§ Exercise aim: Count the lines below that contain the string "pole", treating uppercase and lowercase as different, and reply with only that number.
>> BEGIN Available records
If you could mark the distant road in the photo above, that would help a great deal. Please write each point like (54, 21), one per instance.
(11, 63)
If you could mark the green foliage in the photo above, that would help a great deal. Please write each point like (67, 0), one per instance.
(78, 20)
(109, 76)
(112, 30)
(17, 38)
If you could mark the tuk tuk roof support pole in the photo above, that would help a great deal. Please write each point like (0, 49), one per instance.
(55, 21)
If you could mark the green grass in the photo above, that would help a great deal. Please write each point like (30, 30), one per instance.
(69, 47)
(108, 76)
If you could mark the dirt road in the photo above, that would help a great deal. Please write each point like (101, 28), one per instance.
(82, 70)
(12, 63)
>> END Available records
>> BEGIN Available records
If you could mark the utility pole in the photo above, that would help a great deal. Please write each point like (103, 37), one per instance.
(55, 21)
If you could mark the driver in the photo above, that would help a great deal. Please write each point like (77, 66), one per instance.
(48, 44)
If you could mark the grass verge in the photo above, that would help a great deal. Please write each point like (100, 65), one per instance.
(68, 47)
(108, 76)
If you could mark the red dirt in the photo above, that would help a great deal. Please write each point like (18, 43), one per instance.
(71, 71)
>> END Available records
§ Output below: 2